- [To be done]
Rewrite all the rows below as a numbered list, dropping any blank lines. Leave the pictures out.

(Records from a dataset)

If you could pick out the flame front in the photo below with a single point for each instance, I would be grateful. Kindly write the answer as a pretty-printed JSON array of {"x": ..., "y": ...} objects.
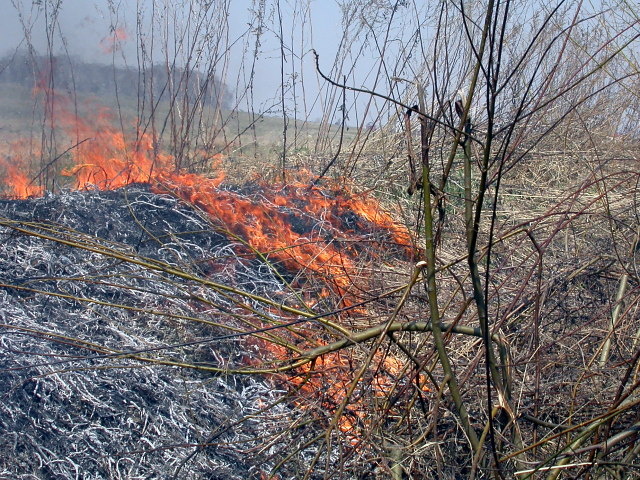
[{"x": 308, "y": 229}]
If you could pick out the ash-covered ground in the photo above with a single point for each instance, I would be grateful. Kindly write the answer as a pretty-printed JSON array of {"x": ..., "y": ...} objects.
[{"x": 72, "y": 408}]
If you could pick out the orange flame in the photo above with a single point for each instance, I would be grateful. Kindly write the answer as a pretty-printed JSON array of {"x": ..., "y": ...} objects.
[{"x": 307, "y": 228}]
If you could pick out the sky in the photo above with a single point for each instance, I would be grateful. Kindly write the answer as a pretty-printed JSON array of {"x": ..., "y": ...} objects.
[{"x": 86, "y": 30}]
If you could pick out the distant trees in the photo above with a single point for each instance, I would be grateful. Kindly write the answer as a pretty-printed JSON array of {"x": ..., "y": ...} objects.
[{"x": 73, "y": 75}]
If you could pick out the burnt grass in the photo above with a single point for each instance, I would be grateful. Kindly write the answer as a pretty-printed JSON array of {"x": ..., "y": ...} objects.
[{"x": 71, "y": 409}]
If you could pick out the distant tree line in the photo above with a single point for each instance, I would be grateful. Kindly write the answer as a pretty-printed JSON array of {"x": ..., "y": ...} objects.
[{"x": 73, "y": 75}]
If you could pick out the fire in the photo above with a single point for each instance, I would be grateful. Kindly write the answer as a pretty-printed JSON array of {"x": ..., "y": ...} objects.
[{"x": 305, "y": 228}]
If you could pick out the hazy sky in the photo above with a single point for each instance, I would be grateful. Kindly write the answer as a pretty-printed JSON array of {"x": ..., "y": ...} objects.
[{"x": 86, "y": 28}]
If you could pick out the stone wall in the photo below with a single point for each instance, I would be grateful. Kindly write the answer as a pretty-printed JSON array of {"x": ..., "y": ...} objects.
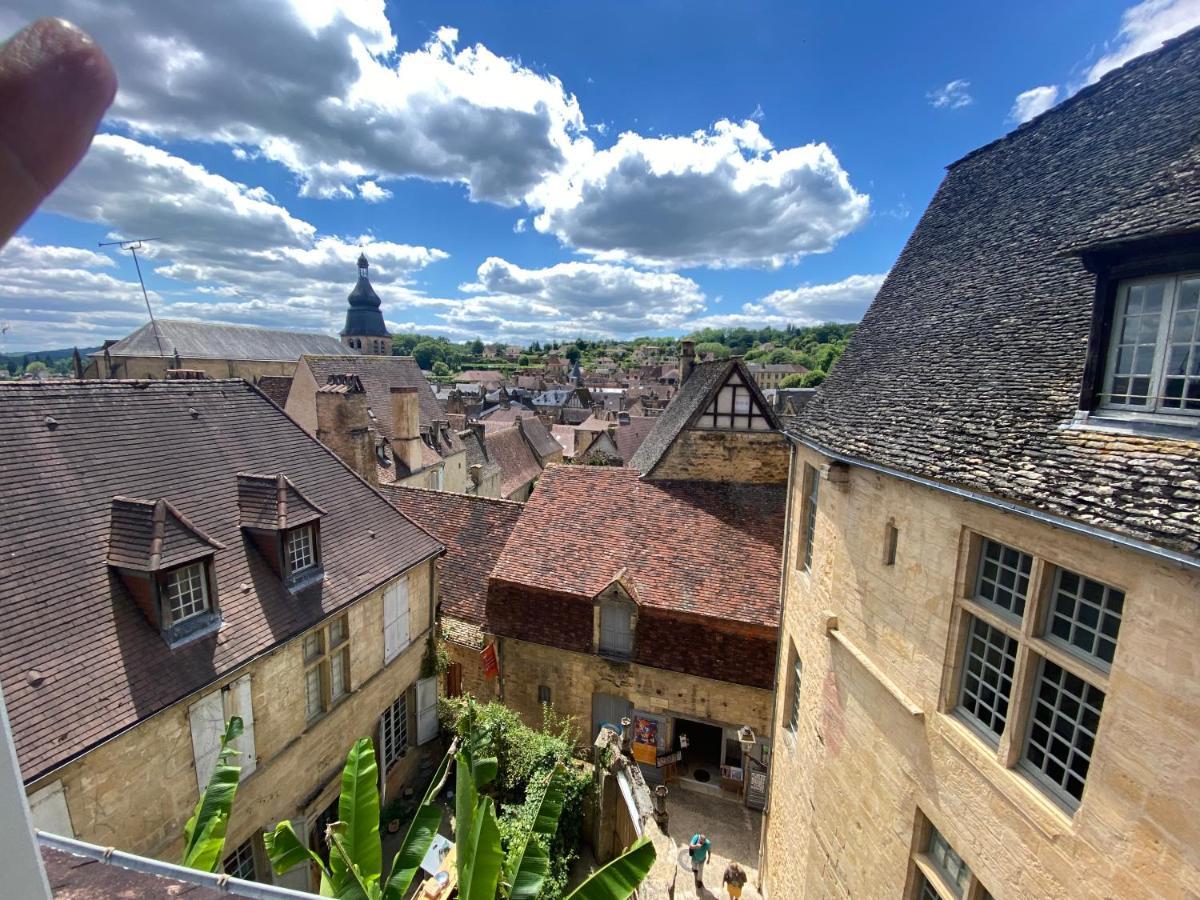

- [The output]
1. If you could pick out the flame front in the photo below with a single point for each instance, I would be grateful. Kindly write the answer as a pretty-printed JSON array of {"x": ..., "y": ...} objects.
2. [{"x": 308, "y": 229}]
3. If you could pick out the ash-covered ground in the photo above with a single point for each instance, I would be grateful. Kindly write the answer as a pretty-printed JSON array of {"x": ..., "y": ...} objects.
4. [{"x": 72, "y": 408}]
5. If you could pick out the orange flame in the photo above with a single point for each instance, I would be grateful. Kindly write the answer as a pretty-printed JSON array of {"x": ..., "y": ...} objects.
6. [{"x": 307, "y": 228}]
7. If you could pick out the sky in the photo above with a single point for each instance, I would be grateful. Kindly write the answer as a pretty-printed JSON array of {"x": ..., "y": ...} objects.
8. [{"x": 86, "y": 30}]
9. If you could pick out the distant trees in the photo above with a single point for each instance, I would be grateful. Kindly write the answer as a pretty-printed JSON array of {"x": ..., "y": ...} objects.
10. [{"x": 73, "y": 75}]
11. If you could pick out the burnt grass in the photo above with a single point for each instance, I would be grateful. Kindly write the answer as a pretty-printed JSON array of {"x": ..., "y": ...} objects.
12. [{"x": 71, "y": 409}]
13. If you could pick out the distant tree line in the photo above with a single point for each instance, I would be grateful. Kindly write the answer as a pretty-printed JSON array of {"x": ..., "y": ...} objects.
14. [{"x": 73, "y": 75}]
15. If you could pick out the fire in the photo above with a single point for each instance, I would be grateful. Kindly write the answer as a pretty-printed JSON array of {"x": ..., "y": ...} objects.
16. [{"x": 305, "y": 228}]
17. If you could pick out the hazy sky in the photo above with a single point for each instance, I would be grateful. Kindly write the answer as a pretty-printed JSON array of {"x": ..., "y": ...} objects.
18. [{"x": 86, "y": 28}]
19. If you could pick out the stone wall in the photo below with a single point for each instance, I would be grateful. Kindly write the answer as a pretty-printed JSON array of {"x": ..., "y": ...} objects.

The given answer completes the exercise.